### Required work
Please find each line in the records below that contains the word "ground" and copy those lines out.

### Data to process
════════
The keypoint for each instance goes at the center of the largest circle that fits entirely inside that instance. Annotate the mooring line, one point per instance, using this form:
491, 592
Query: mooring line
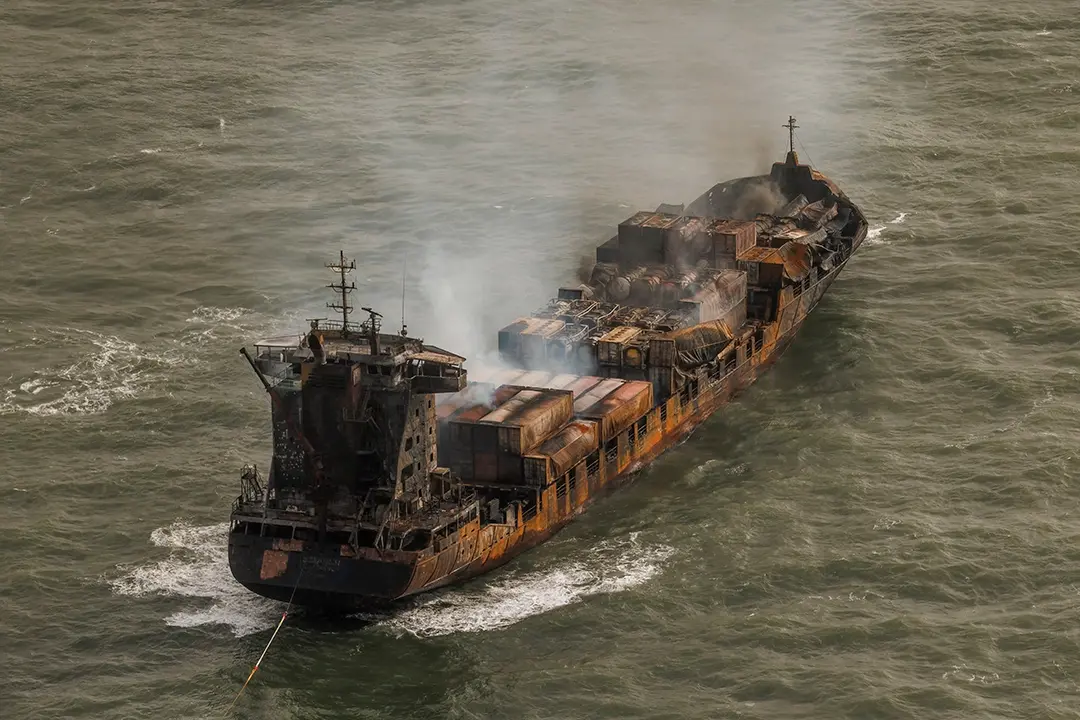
════════
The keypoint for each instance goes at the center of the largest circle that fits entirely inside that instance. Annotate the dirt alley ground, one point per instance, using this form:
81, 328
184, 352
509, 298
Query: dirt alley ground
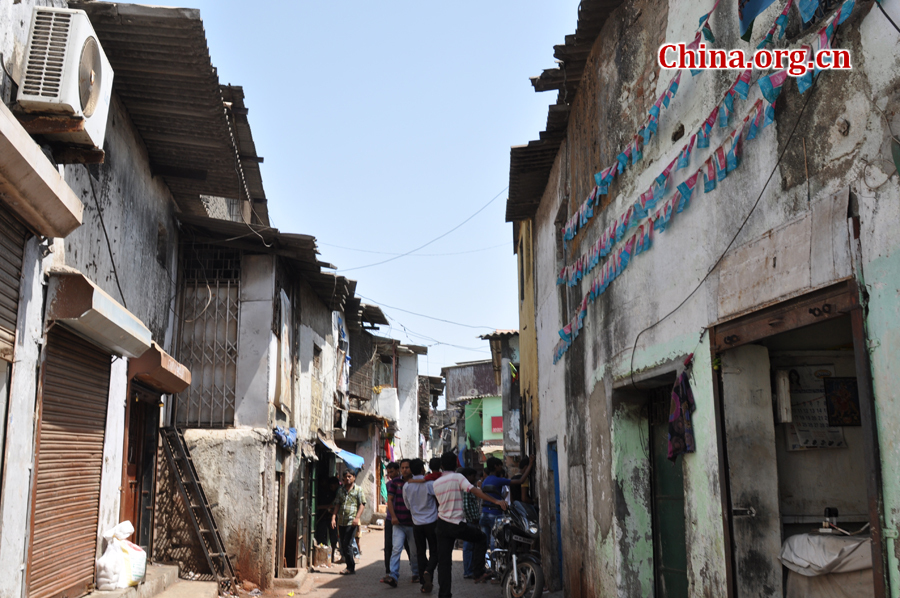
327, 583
════════
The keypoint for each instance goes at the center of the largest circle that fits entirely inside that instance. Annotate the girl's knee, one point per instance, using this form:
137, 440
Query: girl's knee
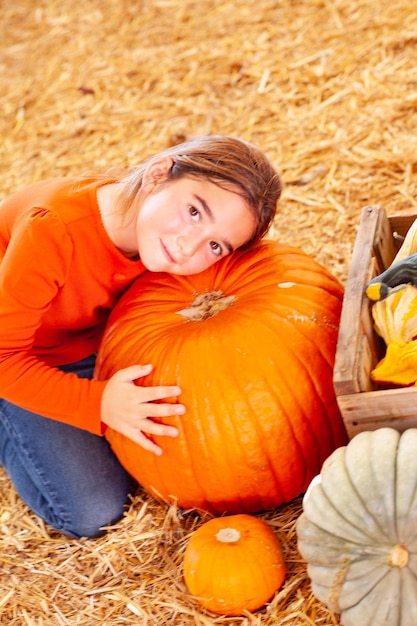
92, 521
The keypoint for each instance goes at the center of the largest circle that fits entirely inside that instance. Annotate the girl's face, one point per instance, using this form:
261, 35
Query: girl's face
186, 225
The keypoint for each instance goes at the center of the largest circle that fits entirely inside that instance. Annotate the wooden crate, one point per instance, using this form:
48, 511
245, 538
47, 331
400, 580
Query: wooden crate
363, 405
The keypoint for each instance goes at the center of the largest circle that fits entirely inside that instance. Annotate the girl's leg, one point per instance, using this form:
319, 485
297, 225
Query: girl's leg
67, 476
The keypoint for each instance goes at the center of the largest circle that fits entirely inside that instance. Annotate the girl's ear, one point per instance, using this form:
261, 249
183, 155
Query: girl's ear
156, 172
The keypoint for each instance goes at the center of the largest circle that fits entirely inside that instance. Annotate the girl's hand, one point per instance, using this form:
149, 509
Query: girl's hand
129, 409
════════
### Task output
The keypoint for each instance goes at the center of the largest circle that fits entirely inside that instance. Annotate the dirt alley ground, one point per instance, using this form:
Query: dirt alley ground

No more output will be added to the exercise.